_Exercise goal_. Rewrite these lines with every instance of "barren gravel plain" changed to "stony desert floor" and nothing else altered, leaving the pictures out of your answer.

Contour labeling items
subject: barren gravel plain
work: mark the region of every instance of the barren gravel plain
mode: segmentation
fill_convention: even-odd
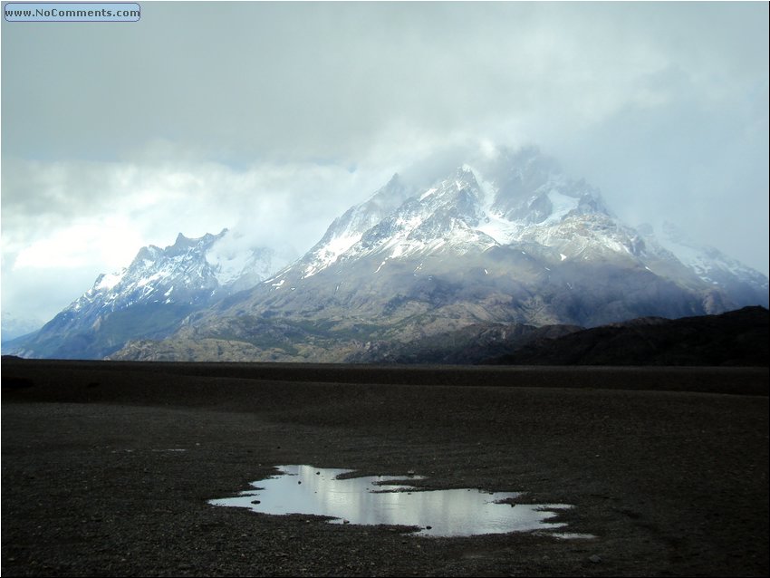
[[[4,358],[2,573],[766,576],[769,374]],[[207,502],[284,464],[525,492],[595,537]]]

_Reply_.
subject: stony desert floor
work: mark the region of every instance of the stony desert floor
mode: segmentation
fill_convention: even-odd
[[[4,358],[2,573],[766,576],[769,374]],[[207,502],[284,464],[525,492],[595,537]]]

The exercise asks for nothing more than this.